The pharmaceutical industry strongly opposes the waiver. But global health advocates and progressive lawmakers are urging the Biden administration to back the waiver — and there are some indications Biden officials are listening.
Anthony S. Fauci, director of the National Institute of Allergy and Infectious Diseases, supports sharing technologies from companies that hold vaccine patents. And Katherine Tai, the U.S. trade representative, told colleagues she’s considering advocating to lift some patent protections, although she’s still gathering information, our colleagues Dan Diamond and Jeff Stein report.
White House press secretary Jen Psaki confirmed last week the administration was considering the waiver but said no decision had been made.
U.S. support for a waiver could be crucial.
The WTO generally operates by consensus among its 164 member nations. While more than 100 countries have expressed support for the waiver, Britain, Switzerland and Canada have joined the U.S. in opposing it.
But experts say that other countries are likely to come around if the United States supports the waiver.
“I think we would see things change very rapidly if we saw a change in the U.S. position,” said Amy Kapczynski, a professor at Yale Law School and an expert in intellectual property law and global health.
Advocates for the waiver note stark disparities in vaccine access.
Nearly half of the vaccine doses administered so far have gone to wealthy countries, which account for just 16 percent of the world population. Even as coronavirus cases are declining in the U.S., a surge of cases in India is driving world records.
More than 170 former heads of states and Nobel laureates have called on the Biden administration to back the waiver, which they say will ramp up global vaccine production and make it more equitable.
Pressure is also growing on the Hill.
On Friday, a group of eight House members, including Reps. Earl Blumenauer (D-Ore.) and Rosa DeLauro (D-Conn.) met with Tai and White House coronavirus coordinator Jeff Zients to urge action on a waiver. And a group of ten senators, including Bernie Sanders (I-Vt.) and Elizabeth Warren (D-Mass.), sent a letter last month urging the administration to “prioritize people over pharmaceutical profits” by backing it.

[APPLY WHAT YOU READ]:
1. Answer these questions using the passage on the vaccine patent waiver.
(a) How many member nations does the WTO have?
(b) What share of the world population do wealthy countries account for?
(c) How many House members met with Tai and Zients on Friday?
2. Reproduce the part of the passage on the vaccine patent waiver that opens with the words "But experts say" and closes with "on the Hill.".
3. Decide whether each statement agrees with the passage on the vaccine patent waiver. Answer yes or no, and quote the words that decide it.
(a) Britain has joined the U.S. in opposing the waiver.
(b) Jen Psaki said a decision on the waiver had been made.
(c) Anthony S. Fauci opposes sharing technologies from companies that hold vaccine patents.

[EXCERPTED DATA]:
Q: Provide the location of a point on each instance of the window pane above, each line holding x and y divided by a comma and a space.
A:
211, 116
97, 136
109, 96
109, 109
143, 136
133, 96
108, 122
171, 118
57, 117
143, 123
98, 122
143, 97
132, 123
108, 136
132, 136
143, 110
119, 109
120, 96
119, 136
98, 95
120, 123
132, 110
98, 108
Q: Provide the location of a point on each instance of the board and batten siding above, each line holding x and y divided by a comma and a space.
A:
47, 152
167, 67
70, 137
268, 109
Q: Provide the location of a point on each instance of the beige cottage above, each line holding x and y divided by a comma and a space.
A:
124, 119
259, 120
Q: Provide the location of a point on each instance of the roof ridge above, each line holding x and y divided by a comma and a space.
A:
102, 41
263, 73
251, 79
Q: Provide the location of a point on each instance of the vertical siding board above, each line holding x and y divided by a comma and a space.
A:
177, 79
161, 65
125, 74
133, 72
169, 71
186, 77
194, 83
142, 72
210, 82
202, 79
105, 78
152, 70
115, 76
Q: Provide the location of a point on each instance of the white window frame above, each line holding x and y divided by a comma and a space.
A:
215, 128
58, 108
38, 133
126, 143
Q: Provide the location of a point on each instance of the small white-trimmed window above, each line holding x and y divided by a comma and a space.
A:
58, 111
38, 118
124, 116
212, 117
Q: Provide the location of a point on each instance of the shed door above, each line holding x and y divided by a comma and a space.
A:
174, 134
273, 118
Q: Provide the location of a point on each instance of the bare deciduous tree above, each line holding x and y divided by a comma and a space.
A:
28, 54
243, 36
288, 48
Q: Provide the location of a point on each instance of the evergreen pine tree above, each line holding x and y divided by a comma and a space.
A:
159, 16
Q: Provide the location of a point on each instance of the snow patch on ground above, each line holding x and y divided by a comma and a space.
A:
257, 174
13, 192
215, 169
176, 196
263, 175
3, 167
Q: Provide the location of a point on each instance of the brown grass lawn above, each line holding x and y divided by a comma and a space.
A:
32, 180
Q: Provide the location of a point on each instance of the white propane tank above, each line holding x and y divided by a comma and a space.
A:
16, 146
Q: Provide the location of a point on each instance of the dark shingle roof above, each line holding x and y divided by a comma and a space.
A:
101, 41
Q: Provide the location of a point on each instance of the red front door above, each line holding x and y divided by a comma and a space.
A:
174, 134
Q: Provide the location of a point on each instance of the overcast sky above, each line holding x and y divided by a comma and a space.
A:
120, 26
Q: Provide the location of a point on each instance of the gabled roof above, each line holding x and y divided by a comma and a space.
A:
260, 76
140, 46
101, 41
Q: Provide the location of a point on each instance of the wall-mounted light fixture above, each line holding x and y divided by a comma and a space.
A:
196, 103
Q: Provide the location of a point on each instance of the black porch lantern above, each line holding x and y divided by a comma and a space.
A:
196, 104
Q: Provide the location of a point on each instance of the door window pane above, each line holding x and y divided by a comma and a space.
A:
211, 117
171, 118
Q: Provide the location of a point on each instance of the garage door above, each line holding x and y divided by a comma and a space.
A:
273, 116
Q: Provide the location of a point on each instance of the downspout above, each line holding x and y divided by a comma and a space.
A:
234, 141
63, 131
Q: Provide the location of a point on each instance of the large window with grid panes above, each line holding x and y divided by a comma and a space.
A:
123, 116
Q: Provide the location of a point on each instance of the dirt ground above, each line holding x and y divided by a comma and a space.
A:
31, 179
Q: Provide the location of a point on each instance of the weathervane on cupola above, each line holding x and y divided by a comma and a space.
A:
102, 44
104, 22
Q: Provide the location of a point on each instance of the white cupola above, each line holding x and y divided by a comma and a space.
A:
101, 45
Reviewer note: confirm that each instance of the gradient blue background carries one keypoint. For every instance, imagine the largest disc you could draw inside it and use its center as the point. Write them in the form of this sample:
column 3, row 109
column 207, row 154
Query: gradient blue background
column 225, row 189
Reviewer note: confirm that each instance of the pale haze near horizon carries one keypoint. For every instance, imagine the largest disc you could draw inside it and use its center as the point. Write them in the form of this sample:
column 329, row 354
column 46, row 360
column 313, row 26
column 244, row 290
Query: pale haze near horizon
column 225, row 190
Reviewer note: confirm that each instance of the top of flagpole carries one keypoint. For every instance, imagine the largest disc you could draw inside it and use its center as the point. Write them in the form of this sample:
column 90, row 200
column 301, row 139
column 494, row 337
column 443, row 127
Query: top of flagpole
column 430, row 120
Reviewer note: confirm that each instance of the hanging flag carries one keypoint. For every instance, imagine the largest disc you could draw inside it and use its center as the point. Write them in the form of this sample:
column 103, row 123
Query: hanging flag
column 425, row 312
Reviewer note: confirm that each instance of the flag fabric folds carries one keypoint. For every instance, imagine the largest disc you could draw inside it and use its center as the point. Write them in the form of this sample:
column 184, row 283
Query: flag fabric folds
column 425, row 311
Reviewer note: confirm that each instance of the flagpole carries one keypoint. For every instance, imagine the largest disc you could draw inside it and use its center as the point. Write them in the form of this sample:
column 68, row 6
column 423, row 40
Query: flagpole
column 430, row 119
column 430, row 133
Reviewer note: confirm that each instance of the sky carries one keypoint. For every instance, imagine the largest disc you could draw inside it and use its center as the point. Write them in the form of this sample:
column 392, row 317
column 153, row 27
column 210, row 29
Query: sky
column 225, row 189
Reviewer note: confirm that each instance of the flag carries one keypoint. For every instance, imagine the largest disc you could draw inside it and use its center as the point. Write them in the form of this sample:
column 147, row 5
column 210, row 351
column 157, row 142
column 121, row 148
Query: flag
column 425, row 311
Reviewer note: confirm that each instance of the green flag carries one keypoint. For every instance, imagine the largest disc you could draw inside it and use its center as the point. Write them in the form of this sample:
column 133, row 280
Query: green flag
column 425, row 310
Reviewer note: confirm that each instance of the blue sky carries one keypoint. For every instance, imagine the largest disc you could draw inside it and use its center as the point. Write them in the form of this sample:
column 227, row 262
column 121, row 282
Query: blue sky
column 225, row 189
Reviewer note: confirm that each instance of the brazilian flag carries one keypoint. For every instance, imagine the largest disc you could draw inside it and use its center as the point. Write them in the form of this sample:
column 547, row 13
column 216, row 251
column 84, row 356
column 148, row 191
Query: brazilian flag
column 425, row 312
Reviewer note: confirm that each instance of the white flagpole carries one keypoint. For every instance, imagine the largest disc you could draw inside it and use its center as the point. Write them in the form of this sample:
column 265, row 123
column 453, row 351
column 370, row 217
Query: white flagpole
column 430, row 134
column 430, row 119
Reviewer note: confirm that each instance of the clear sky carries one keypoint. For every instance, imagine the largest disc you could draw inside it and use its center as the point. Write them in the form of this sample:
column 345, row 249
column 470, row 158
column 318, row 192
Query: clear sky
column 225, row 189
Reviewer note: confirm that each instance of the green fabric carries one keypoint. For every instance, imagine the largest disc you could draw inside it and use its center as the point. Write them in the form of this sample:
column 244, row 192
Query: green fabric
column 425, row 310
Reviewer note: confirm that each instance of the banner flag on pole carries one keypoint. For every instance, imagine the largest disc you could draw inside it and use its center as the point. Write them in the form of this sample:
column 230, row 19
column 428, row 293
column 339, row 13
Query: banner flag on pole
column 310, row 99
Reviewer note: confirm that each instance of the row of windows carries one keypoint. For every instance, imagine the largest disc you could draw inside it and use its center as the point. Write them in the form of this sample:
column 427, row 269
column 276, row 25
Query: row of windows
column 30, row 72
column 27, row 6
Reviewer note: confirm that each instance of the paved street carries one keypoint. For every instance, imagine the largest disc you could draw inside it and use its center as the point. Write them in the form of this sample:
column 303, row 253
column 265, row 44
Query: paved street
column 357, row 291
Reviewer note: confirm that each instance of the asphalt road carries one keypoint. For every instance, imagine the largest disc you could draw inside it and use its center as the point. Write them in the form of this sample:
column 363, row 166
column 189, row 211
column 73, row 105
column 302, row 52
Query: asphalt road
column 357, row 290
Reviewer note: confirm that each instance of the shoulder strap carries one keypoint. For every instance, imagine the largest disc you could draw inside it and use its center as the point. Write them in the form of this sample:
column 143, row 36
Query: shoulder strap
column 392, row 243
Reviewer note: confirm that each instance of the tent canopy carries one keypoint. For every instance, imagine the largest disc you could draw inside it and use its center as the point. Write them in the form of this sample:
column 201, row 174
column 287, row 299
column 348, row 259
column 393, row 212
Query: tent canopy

[SOLUTIONS TO EACH TASK]:
1.
(a) 164
(b) 16 percent
(c) Eight

2.
But experts say that other countries are likely to come around if the United States supports the waiver.
“I think we would see things change very rapidly if we saw a change in the U.S. position,” said Amy Kapczynski, a professor at Yale Law School and an expert in intellectual property law and global health.
Advocates for the waiver note stark disparities in vaccine access.
Nearly half of the vaccine doses administered so far have gone to wealthy countries, which account for just 16 percent of the world population. Even as coronavirus cases are declining in the U.S., a surge of cases in India is driving world records.
More than 170 former heads of states and Nobel laureates have called on the Biden administration to back the waiver, which they say will ramp up global vaccine production and make it more equitable.
Pressure is also growing on the Hill.

3.
(a) Yes: "Britain, Switzerland and Canada have joined the U.S. in opposing it."
(b) No: "said no decision had been made."
(c) No: "supports sharing technologies from companies that hold vaccine patents."